• Objective
Beginning at the line with "Practice. For this step, pick out the green tree", output each line to the end of the listing below exactly, please.

• Data records
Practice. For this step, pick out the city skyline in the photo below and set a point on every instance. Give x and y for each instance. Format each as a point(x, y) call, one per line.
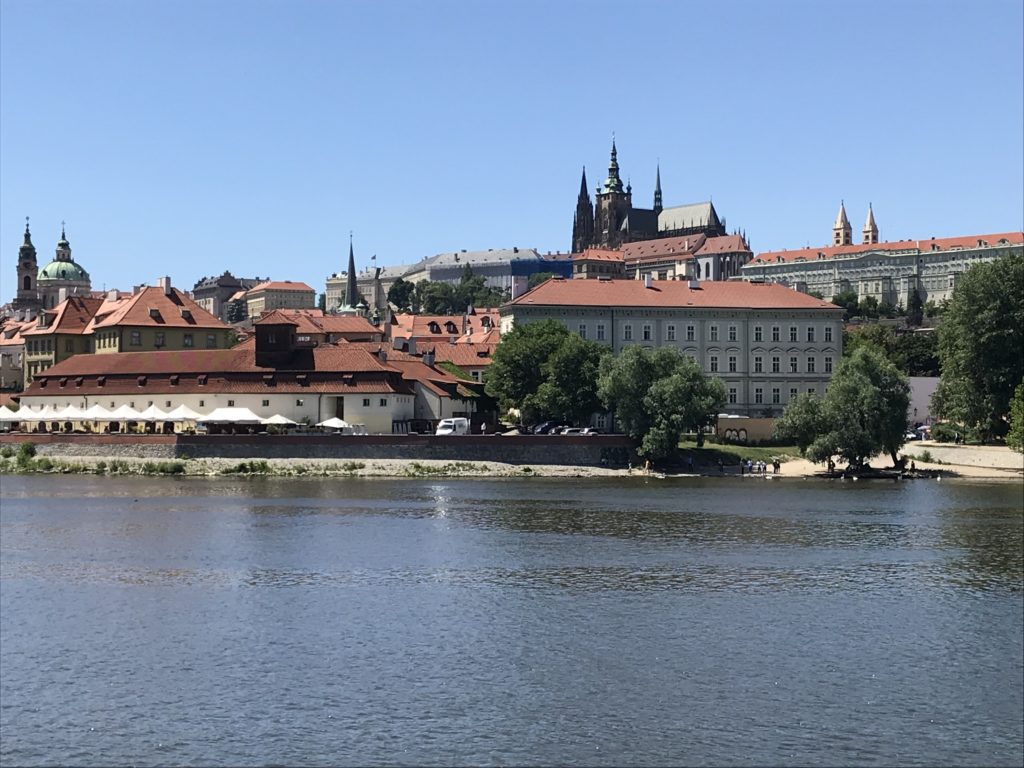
point(189, 138)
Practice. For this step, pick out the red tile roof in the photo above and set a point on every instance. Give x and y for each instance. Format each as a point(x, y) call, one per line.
point(910, 246)
point(70, 316)
point(152, 307)
point(675, 294)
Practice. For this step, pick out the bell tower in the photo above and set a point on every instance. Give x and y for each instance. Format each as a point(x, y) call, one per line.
point(28, 271)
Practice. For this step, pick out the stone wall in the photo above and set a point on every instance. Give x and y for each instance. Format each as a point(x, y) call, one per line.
point(609, 451)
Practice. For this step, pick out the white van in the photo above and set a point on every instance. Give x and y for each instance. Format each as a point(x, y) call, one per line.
point(453, 426)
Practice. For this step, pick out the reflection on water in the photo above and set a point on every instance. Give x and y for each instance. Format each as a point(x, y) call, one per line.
point(468, 622)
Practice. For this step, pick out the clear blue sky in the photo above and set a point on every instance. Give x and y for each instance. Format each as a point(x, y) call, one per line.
point(189, 137)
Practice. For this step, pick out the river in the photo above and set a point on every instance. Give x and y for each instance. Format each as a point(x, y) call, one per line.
point(510, 622)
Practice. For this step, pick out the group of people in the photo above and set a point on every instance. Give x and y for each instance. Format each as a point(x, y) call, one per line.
point(758, 468)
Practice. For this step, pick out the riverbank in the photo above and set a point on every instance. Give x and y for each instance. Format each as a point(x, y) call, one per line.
point(960, 461)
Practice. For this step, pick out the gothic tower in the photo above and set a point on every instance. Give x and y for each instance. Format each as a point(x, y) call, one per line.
point(28, 291)
point(583, 221)
point(842, 231)
point(870, 230)
point(612, 206)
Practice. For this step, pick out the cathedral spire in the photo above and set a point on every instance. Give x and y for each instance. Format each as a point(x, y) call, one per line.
point(351, 295)
point(657, 189)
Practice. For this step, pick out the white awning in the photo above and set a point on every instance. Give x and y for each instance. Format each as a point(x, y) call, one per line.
point(335, 423)
point(231, 416)
point(279, 419)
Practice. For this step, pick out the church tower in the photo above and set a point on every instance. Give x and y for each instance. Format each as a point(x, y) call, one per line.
point(583, 221)
point(842, 231)
point(870, 230)
point(28, 291)
point(612, 206)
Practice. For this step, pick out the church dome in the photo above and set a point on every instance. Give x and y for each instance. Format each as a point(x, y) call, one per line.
point(57, 269)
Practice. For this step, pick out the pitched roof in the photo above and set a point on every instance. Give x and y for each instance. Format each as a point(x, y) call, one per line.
point(70, 316)
point(675, 294)
point(152, 306)
point(908, 246)
point(287, 285)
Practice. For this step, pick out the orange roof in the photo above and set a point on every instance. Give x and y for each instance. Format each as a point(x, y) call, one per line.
point(910, 246)
point(668, 293)
point(286, 285)
point(72, 315)
point(598, 254)
point(152, 306)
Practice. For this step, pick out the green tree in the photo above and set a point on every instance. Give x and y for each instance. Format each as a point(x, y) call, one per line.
point(537, 279)
point(1015, 437)
point(980, 342)
point(518, 367)
point(658, 394)
point(847, 300)
point(802, 422)
point(400, 295)
point(863, 413)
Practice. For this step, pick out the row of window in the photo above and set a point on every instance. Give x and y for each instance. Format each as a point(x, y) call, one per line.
point(732, 333)
point(776, 395)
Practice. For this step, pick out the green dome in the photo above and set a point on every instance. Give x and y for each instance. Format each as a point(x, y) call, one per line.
point(64, 270)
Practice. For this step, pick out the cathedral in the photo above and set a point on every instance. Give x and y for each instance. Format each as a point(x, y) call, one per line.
point(44, 289)
point(611, 220)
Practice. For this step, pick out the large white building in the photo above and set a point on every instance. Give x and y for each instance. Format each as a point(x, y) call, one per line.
point(767, 343)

• Result
Practice. For this step, pick out the green tree in the photo above and set a point on every instance. Give x and y for each instance. Format each as a point(x, y) call, one per line.
point(537, 279)
point(1015, 437)
point(980, 342)
point(518, 367)
point(658, 394)
point(847, 300)
point(802, 422)
point(400, 295)
point(863, 413)
Practice. For this step, pick out the row of window in the photo above and set a point on every instance. Give x and y for each instance. Format each as a point(x, y) call, one per line.
point(732, 333)
point(776, 395)
Practice. For this step, pick out the green dome in the photo above and set a point on every instance. Give x and y for each instance. Format each as a point(x, y) call, one per line.
point(64, 270)
Practice. For this step, pick out the cathedral in the photo above and set a point on every instance. Give x and y for each instance. Format each as a point(x, y) call, one per line.
point(44, 289)
point(611, 220)
Practice. For this step, pick out the large white building in the photo above and set a point on every instance. Give x and y for each instance. Format each as a point(x, y) call, one per line.
point(767, 343)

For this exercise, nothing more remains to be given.